— Objective —
Write the material out again exactly.

- - - - -

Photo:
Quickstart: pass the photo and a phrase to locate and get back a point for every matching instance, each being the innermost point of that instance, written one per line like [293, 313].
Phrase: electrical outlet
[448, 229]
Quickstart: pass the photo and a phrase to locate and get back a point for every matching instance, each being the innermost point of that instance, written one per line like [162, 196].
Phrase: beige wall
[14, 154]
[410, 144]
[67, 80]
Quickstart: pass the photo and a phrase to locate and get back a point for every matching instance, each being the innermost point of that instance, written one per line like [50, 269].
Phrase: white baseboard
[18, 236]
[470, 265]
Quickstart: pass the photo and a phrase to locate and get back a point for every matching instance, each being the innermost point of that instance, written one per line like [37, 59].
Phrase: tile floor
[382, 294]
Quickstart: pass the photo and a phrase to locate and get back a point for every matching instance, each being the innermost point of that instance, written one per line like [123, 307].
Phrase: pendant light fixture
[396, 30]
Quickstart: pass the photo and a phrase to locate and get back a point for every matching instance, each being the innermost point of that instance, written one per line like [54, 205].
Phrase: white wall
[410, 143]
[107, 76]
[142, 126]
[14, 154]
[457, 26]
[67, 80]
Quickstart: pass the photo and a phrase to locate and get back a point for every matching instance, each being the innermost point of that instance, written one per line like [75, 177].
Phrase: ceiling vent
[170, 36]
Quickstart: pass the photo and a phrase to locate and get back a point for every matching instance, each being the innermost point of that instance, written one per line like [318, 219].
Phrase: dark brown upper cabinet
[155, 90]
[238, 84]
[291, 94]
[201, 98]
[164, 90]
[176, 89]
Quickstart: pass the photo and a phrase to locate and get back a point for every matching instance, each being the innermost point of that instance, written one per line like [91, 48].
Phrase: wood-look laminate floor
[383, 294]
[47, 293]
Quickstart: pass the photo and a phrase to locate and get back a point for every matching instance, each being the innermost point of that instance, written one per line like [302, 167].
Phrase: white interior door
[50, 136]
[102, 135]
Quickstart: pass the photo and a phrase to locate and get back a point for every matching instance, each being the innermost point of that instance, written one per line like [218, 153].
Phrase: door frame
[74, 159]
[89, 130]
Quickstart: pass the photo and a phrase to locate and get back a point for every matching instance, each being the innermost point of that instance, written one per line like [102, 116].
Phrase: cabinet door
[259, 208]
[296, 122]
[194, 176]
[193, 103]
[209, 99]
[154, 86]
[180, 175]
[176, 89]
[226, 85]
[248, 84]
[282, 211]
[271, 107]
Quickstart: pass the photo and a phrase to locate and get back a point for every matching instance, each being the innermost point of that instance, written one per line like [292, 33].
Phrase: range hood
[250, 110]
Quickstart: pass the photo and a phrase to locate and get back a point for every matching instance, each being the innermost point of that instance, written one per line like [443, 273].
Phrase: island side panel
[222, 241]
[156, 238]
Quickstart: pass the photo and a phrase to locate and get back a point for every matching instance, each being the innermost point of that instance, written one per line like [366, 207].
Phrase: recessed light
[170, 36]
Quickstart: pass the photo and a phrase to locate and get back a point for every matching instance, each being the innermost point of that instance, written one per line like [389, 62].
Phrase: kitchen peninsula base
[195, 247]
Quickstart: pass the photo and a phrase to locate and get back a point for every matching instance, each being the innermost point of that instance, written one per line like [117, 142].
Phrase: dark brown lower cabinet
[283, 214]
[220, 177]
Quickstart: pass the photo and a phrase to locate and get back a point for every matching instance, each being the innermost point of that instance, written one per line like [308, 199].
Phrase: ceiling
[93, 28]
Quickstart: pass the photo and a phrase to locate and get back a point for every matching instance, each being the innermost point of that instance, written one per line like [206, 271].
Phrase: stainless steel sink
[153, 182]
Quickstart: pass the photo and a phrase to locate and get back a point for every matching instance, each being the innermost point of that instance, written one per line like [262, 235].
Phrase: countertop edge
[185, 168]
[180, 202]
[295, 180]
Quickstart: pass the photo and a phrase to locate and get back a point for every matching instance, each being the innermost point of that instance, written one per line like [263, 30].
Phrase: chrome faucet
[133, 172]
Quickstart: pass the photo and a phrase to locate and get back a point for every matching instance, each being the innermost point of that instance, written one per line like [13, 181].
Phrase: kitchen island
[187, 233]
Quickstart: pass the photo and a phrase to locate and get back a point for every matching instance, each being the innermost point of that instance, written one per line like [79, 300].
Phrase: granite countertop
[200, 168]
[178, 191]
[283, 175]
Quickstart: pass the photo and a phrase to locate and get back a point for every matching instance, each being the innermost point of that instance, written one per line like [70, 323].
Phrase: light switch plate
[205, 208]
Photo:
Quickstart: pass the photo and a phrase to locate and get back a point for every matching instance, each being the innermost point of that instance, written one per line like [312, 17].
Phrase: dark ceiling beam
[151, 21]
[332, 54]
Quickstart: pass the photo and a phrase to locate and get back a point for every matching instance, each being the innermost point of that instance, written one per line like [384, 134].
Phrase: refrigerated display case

- - - - -

— Reply —
Photo:
Quickstart: pass the photo and a phrase to locate and get back a point for every matching instance, each being the innermost point of that instance, written one per line like [293, 313].
Phrase: electrical outlet
[448, 229]
Quickstart: pass the photo and a phrase to locate and get back a point for every matching instance, each being the innermost point of that instance, written one per line like [162, 196].
Phrase: beige wall
[14, 154]
[410, 144]
[67, 80]
Quickstart: pass the photo and a phrase to locate and get back a point for every matching instance, each being the innermost point of that instance, written one per line like [50, 269].
Phrase: white baseboard
[18, 236]
[470, 265]
Quickstart: pass the photo and a phrase to locate and get back a point for every matching instance, each being the innermost point of that instance, written one per line like [37, 59].
Phrase: tile floor
[382, 294]
Quickstart: pass the photo and a phrase to locate and get back a point for every matching instance, each being the innermost point of that instance, written one per line like [123, 307].
Phrase: pendant light fixture
[396, 30]
Quickstart: pass the photo and a phrase to locate and get back a point for every matching instance, each being the innermost point of that instance, written one per line like [54, 205].
Phrase: white wall
[410, 143]
[107, 76]
[142, 126]
[14, 154]
[457, 26]
[67, 80]
Quickstart: pass the photo and a phrase to locate and get back a point for every matching instance, each being the innermost point of that instance, written one per line like [75, 177].
Phrase: ceiling vent
[170, 36]
Quickstart: pass the photo and a phrase to locate and get back a point for every matching instance, each being the innermost point of that instance, written one per line like [318, 219].
Phrase: dark brown upper cabinet
[155, 90]
[238, 84]
[291, 94]
[201, 98]
[164, 90]
[176, 89]
Quickstart: pass the photo and a phrase to locate and get back a point for every matching instance, each being the innermost point of that instance, written one per line like [91, 48].
Phrase: wood-look laminate floor
[383, 294]
[47, 293]
Quickstart: pass the photo and a phrase to locate and get back a point for every matching instance, each being the innermost point of that instance, written one per line like [302, 167].
Phrase: white interior door
[50, 136]
[102, 135]
Quickstart: pass the photo and a phrase to locate and get back a point for every matching instance, each being the innermost point of that instance, written one per line like [218, 153].
Phrase: door frame
[74, 159]
[89, 130]
Quickstart: pass the photo and a phrase to locate and get back a point for every matching instance, each being the innermost point of that instance, written one per line like [102, 116].
Phrase: cabinet door
[259, 208]
[296, 122]
[194, 176]
[193, 103]
[209, 99]
[154, 86]
[180, 175]
[176, 89]
[226, 85]
[248, 84]
[282, 211]
[271, 107]
Quickstart: pass the photo and a phrase to locate and get back a point for every matching instance, each being the innermost point of that instance, written one per line like [292, 33].
Phrase: range hood
[250, 110]
Quickstart: pass the photo and a phrase to locate and get back a point for every matching instance, each being the innermost point of that instance, written one per line like [443, 273].
Phrase: island side panel
[222, 241]
[156, 238]
Quickstart: pass the photo and a phrase to locate and get back a point for every matching instance, each being the innermost point of that instance, written one per line like [366, 207].
Phrase: recessed light
[170, 36]
Quickstart: pass the photo and a phrase to locate and get back a point for every matching instance, each being the innermost point of that instance, written one per line like [389, 62].
Phrase: kitchen peninsula base
[195, 247]
Quickstart: pass the photo and a phrase to locate and get back a point for every matching instance, each being the innermost point of that instance, written one per line like [117, 142].
Phrase: dark brown lower cabinet
[283, 214]
[220, 177]
Quickstart: pass the photo and a phrase to locate and get back a point for every matching instance, each being the innermost point of that instance, written one per line like [308, 199].
Phrase: ceiling
[93, 28]
Quickstart: pass the photo and a phrase to locate and get back a point for every matching instance, each being the innermost point of that instance, written one per line like [206, 271].
Phrase: stainless steel sink
[153, 182]
Quickstart: pass the photo and a phrase to locate and get back a point for every matching instance, each being the innermost point of that instance, written one per line like [262, 235].
Phrase: countertop edge
[185, 168]
[180, 202]
[295, 180]
Quickstart: pass the photo and a phrase to locate and get back a point for every matching instance, each being the innermost point of that instance, written one per line like [263, 30].
Phrase: chrome faucet
[133, 172]
Quickstart: pass the photo and a phrase to locate and get back a point for every matching instance, each being the innermost point of that instance, written one per line like [13, 181].
Phrase: kitchen island
[187, 233]
Quickstart: pass the photo and a phrase to locate and get back a point for every matching instance, each being the innermost point of that instance, written one per line like [79, 300].
Phrase: granite countertop
[200, 168]
[178, 191]
[283, 175]
Quickstart: pass the photo and a phrase to locate and get back a point for every matching instance, each being the innermost point of that instance, written one per line like [70, 323].
Phrase: light switch plate
[205, 208]
Photo:
Quickstart: pass the photo and a phrase to locate and get back a point for every matching instance, each being the innermost point of that instance, written one per line like [312, 17].
Phrase: dark ceiling beam
[151, 21]
[332, 54]
Quickstart: pass the photo and a phrase to locate and get back a point for every matching instance, each being the innermost point of that instance, written one per line like [384, 134].
Phrase: refrigerated display case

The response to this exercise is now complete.